— START OF Exercise materials —

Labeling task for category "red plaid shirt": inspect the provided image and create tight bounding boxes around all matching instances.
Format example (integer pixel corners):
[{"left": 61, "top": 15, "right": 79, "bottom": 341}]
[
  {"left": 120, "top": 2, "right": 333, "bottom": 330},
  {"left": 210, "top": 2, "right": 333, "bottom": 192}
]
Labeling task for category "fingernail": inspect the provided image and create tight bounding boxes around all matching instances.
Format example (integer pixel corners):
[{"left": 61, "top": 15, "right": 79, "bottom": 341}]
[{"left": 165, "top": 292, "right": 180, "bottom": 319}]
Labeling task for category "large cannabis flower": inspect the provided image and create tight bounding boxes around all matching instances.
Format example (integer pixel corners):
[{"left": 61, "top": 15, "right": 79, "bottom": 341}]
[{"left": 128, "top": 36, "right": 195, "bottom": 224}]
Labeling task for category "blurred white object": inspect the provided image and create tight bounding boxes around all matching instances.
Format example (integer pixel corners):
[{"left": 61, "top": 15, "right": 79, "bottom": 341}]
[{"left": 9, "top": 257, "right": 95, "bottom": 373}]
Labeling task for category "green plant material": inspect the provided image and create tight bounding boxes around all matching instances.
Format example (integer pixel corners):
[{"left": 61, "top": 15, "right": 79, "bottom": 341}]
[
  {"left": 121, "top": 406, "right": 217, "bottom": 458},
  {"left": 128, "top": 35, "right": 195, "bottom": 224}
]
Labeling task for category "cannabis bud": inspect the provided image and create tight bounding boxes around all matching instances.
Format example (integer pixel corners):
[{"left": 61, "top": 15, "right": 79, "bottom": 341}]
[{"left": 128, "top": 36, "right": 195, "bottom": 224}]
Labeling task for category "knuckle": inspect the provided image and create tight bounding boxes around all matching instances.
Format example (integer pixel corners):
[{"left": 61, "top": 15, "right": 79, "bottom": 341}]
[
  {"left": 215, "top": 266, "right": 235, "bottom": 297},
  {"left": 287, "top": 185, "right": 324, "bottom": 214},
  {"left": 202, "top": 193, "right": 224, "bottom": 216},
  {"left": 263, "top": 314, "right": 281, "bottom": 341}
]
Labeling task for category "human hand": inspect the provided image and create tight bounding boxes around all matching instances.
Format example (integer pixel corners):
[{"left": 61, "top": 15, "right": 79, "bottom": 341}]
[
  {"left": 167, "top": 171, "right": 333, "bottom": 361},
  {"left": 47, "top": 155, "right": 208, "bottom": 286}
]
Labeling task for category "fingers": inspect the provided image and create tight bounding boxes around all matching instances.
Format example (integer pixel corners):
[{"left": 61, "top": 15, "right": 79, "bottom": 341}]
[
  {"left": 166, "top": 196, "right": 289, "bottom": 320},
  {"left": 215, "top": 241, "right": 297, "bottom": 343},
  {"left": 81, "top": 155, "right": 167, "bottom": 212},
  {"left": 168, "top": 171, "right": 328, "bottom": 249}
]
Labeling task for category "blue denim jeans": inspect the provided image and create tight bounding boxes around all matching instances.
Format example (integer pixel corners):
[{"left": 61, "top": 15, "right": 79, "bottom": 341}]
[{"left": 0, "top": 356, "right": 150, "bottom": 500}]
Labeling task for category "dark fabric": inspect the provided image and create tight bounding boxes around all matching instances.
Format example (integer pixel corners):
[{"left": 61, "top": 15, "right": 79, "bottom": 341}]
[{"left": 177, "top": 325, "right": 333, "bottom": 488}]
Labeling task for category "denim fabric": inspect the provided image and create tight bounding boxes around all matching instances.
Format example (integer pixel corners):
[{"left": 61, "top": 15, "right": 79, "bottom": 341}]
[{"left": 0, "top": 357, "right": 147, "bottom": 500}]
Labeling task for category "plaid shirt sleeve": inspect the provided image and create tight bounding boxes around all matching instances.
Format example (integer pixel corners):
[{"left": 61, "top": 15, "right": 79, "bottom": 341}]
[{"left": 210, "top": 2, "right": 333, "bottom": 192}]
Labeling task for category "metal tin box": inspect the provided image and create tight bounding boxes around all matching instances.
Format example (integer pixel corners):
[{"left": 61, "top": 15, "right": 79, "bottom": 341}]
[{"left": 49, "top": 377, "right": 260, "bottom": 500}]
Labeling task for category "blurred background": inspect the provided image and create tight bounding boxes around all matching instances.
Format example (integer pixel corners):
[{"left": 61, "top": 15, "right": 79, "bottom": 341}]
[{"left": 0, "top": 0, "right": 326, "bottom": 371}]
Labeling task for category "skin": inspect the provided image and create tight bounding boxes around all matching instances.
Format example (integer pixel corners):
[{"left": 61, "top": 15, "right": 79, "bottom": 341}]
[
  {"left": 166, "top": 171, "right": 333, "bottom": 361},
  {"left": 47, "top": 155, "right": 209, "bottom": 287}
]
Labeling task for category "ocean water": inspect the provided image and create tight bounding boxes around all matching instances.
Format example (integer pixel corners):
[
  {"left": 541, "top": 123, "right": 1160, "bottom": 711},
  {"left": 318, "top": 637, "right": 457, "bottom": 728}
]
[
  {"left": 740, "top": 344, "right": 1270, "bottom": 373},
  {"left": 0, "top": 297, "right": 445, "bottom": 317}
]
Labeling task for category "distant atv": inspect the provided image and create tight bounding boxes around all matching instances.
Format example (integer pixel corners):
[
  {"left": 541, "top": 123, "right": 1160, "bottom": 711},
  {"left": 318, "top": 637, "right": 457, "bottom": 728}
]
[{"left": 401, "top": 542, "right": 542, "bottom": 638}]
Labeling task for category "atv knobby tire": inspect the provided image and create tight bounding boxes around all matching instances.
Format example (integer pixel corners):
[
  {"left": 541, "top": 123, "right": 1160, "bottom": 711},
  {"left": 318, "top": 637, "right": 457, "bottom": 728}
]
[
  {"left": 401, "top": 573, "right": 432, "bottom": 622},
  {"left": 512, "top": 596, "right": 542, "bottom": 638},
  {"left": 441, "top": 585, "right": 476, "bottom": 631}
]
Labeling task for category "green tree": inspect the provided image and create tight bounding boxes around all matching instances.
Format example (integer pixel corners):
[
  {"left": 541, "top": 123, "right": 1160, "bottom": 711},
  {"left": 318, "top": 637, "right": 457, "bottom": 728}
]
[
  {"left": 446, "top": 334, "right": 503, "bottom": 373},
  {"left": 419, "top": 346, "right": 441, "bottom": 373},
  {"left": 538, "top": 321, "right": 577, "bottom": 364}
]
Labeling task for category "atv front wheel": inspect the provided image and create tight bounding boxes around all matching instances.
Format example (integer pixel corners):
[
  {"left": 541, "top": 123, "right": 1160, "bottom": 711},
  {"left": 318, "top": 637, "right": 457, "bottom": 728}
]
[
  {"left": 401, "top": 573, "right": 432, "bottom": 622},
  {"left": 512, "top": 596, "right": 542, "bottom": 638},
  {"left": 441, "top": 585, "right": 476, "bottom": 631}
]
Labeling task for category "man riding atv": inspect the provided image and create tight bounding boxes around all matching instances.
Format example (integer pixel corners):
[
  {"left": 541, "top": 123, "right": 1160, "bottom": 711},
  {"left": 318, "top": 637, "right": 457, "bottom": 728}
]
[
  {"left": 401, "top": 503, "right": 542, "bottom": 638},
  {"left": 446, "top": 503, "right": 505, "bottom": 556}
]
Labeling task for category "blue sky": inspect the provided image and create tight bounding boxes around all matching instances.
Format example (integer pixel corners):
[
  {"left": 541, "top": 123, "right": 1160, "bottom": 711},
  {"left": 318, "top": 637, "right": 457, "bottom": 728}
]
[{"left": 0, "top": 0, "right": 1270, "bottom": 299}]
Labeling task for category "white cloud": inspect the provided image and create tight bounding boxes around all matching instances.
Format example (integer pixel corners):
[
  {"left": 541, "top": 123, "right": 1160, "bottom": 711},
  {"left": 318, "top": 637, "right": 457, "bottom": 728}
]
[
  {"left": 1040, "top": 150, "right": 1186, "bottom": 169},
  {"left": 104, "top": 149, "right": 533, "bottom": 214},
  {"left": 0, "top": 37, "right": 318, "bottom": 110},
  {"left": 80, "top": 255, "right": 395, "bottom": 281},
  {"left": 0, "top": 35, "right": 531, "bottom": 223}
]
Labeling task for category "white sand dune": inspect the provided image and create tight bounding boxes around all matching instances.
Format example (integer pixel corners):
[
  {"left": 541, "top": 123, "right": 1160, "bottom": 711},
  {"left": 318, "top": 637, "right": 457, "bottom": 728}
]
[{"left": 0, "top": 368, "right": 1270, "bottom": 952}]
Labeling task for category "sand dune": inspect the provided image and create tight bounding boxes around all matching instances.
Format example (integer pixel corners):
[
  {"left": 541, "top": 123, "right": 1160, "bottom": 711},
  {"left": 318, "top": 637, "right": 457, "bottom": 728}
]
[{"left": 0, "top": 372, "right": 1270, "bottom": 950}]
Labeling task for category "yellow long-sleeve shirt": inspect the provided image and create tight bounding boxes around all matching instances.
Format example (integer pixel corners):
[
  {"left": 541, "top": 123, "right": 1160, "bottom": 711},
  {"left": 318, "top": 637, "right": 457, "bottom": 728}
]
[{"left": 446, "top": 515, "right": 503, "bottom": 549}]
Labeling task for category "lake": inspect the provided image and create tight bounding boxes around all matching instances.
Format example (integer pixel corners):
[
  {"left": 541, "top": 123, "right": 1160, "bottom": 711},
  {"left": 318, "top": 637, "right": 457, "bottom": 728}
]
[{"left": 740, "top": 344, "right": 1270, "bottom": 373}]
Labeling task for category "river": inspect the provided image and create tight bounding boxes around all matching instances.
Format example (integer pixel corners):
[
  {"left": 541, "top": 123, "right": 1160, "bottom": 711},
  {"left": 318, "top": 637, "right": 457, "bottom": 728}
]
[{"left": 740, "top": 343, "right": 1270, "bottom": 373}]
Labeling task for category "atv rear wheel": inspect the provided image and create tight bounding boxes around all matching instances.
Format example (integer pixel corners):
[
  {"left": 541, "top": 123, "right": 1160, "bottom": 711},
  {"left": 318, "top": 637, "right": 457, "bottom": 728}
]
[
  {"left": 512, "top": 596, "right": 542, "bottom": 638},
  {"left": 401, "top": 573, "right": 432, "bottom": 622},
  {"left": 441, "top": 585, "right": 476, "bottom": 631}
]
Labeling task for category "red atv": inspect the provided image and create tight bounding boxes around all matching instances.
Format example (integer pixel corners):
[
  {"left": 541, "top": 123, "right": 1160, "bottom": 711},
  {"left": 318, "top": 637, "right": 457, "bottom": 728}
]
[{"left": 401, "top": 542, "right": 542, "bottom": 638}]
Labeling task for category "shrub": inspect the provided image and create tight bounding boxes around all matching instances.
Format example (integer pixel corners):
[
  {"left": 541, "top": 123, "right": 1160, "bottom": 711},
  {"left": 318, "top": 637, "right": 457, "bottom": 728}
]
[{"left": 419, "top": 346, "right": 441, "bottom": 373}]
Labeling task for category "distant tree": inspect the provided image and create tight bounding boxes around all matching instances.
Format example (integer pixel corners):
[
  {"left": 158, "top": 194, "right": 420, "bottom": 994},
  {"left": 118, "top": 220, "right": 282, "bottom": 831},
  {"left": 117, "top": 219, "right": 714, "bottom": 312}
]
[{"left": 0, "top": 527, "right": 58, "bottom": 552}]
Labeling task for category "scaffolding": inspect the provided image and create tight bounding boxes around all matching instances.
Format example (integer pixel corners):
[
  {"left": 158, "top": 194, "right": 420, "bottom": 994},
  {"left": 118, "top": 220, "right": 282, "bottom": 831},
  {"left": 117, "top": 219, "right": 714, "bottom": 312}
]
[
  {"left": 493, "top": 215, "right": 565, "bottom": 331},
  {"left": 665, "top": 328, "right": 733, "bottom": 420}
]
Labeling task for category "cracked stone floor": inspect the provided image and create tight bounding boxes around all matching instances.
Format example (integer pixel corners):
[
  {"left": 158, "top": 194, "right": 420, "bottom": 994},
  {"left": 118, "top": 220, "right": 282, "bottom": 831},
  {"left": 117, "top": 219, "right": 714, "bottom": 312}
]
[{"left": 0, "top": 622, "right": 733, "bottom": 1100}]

— END OF Exercise materials —

Exercise requirements:
Gather every line from the items above that contains the string "shirt" and copy each one in full.

Exercise answer:
Labeling task for category "red plaid shirt": inspect the provided image and create tight bounding boxes around all matching instances.
Labeling task for category "plaid shirt sleeve": inspect the provided image and create tight bounding boxes around all matching instances.
Labeling task for category "yellow long-sleeve shirt": inspect the provided image and create tight bounding boxes around all matching instances.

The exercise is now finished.